### DIRECTIONS FOR THIS TASK
Count the lines in the listing below that contain the string "leafy", with case counting, and reply with the number alone.

### DATA SUPPLIED

* Start *

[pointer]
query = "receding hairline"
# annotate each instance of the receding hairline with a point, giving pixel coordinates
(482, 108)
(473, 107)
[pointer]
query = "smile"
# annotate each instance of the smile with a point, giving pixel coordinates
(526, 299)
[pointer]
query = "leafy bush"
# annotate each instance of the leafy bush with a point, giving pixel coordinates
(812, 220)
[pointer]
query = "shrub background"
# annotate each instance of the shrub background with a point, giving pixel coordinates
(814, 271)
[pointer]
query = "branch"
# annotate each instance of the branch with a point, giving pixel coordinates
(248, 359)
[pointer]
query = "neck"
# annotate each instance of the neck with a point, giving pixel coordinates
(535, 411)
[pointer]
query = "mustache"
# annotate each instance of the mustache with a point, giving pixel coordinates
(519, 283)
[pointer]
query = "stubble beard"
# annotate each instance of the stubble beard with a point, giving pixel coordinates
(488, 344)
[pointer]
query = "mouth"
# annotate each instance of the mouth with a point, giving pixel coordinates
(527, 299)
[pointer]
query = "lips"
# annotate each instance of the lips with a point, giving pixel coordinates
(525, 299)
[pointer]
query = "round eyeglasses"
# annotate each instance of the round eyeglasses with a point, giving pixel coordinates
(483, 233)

* End *

### FINISHED EXERCISE
2